▶
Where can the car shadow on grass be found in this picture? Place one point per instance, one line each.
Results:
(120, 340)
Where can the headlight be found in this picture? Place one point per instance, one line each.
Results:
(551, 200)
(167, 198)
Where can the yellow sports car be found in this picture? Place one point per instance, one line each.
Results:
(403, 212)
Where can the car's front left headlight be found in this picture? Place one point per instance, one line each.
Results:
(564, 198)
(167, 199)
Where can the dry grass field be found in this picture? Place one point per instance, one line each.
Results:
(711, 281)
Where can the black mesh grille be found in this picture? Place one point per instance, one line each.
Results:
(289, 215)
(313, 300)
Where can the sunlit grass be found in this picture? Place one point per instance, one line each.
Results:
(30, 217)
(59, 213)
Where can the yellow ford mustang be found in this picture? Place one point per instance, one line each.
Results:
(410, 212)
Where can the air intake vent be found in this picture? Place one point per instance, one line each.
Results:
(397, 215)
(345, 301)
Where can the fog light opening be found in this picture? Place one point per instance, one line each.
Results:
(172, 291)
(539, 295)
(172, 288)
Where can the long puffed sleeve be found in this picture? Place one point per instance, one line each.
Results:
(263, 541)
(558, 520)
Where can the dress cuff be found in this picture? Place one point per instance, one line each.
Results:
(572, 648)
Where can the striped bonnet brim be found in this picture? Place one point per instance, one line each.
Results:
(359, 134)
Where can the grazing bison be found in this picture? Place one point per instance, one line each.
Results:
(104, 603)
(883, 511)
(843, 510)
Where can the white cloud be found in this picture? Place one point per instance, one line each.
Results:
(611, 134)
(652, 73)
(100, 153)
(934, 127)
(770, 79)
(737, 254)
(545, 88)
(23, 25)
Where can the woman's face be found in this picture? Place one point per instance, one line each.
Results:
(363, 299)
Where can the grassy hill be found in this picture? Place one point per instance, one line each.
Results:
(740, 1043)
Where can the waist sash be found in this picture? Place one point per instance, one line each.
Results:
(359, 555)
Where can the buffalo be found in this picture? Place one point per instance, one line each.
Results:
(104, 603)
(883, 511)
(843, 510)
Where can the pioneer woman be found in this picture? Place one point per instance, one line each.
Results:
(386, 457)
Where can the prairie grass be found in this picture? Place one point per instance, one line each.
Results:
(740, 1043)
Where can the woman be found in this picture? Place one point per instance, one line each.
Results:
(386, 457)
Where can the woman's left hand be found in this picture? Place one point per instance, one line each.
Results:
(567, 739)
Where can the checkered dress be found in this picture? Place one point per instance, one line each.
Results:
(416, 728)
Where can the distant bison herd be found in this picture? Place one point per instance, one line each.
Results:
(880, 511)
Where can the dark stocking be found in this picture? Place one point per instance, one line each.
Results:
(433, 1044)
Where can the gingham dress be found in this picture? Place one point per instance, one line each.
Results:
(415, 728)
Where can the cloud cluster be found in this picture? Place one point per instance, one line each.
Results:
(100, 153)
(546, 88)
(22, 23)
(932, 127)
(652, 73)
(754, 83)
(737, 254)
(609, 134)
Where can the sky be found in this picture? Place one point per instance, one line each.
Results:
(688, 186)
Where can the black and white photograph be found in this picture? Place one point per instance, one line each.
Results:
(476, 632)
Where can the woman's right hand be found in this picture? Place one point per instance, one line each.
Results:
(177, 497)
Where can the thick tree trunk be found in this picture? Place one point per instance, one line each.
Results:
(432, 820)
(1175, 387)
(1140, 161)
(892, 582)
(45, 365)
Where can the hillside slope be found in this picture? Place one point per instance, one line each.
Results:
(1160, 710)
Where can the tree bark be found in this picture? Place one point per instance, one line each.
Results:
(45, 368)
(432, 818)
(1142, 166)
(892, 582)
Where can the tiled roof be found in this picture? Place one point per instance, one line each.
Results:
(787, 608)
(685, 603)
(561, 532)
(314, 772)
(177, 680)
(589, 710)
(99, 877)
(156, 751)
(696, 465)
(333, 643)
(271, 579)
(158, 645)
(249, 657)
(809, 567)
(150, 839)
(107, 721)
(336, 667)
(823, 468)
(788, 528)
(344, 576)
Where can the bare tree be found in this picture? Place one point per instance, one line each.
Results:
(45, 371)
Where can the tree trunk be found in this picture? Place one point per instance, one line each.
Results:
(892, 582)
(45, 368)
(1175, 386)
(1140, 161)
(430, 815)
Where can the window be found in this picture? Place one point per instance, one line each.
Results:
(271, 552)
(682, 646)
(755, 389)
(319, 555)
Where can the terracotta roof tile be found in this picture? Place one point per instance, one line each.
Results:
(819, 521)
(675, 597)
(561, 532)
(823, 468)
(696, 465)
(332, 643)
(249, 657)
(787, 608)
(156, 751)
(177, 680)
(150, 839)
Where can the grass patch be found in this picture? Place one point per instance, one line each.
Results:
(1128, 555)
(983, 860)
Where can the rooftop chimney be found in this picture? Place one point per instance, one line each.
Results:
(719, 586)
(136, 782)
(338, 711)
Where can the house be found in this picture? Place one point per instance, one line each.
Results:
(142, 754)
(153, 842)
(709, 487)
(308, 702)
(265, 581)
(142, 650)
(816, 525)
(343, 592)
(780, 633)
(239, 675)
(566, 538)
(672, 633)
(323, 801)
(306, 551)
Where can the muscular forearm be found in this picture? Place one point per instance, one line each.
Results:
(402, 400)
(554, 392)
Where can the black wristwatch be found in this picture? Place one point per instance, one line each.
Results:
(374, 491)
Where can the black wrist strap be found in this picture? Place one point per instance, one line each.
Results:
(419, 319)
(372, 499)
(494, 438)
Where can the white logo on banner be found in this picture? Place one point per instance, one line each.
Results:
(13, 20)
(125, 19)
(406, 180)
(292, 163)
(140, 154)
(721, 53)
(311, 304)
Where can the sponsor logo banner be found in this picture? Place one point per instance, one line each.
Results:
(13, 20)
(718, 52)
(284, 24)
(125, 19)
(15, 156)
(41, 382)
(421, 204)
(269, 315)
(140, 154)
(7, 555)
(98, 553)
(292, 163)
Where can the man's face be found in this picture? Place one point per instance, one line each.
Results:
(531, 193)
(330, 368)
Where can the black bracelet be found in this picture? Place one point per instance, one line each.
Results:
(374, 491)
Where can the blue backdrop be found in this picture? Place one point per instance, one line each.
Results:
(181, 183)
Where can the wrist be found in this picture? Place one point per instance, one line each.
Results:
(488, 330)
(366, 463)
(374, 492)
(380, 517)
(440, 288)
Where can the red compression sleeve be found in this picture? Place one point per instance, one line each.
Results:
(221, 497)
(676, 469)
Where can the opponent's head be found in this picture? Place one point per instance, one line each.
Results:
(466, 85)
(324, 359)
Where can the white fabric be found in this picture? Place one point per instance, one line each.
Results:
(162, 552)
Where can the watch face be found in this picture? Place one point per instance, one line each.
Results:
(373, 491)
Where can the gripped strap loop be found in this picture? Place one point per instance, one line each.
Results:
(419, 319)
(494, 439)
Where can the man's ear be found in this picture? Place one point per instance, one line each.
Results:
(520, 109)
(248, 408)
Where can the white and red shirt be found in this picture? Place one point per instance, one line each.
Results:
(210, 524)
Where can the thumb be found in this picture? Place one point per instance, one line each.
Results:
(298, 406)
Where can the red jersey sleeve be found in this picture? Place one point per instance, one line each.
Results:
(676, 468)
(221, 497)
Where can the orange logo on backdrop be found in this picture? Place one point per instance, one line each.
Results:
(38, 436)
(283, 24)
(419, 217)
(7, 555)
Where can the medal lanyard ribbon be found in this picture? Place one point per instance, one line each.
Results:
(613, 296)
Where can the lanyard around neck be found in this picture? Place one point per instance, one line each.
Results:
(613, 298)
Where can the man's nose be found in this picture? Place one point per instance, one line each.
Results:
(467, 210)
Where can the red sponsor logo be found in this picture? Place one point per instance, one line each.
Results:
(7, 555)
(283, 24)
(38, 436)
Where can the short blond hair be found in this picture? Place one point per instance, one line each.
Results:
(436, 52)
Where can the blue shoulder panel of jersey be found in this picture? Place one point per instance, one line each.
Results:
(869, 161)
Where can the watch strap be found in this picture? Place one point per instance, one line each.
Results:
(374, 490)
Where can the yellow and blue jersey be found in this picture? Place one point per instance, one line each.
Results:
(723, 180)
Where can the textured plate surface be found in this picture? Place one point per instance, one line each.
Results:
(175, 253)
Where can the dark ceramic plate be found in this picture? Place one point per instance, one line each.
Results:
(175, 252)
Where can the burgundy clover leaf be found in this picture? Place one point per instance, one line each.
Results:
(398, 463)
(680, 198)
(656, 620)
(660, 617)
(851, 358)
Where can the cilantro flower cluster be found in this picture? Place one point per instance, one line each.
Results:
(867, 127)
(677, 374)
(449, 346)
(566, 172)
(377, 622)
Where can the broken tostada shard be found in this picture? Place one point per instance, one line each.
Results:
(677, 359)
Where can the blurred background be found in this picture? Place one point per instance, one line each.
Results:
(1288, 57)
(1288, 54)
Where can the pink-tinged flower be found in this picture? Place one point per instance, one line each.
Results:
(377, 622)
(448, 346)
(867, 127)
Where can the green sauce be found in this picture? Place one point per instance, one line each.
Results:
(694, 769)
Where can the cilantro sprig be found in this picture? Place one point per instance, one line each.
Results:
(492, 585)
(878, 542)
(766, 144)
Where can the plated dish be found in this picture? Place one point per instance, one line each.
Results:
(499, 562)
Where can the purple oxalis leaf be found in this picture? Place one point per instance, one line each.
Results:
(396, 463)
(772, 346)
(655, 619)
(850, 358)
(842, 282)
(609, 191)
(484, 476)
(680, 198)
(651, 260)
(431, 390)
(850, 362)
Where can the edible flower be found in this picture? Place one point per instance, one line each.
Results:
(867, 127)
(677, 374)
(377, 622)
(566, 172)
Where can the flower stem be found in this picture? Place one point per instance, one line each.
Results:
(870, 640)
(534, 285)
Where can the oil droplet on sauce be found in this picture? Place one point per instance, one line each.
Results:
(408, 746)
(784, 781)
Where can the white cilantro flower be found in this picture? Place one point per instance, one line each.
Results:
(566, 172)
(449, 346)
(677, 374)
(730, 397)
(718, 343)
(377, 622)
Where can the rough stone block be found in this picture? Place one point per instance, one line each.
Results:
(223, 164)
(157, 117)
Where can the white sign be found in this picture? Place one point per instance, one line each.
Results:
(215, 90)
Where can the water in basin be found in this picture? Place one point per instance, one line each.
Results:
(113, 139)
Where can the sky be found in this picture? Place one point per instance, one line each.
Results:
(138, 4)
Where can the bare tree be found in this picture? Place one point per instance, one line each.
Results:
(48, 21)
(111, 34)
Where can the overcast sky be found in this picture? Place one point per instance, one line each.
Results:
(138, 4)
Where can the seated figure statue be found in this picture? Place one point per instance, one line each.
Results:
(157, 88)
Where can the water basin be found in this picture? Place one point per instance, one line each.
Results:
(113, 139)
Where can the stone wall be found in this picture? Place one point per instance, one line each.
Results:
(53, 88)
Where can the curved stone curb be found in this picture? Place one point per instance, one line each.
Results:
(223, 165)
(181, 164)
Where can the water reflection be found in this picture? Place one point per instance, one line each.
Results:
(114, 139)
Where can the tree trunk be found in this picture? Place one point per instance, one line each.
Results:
◀
- Short task
Turn the lines of the listing into a JSON list of strings, starting at the line containing "Where can the curved" and continuing through the end of the listing. Give one string per line and leave out blank lines.

- Right answer
[
  "Where can the curved stone curb be found in this picture? Place one point per instance, one line each.",
  "Results:",
  "(223, 165)",
  "(181, 164)",
  "Where can the water reflection be found in this picture? Place one point per instance, one line each.",
  "Results:",
  "(114, 139)",
  "Where can the tree trunk be found in this picture? Place one point per instance, one line each.",
  "Results:"
]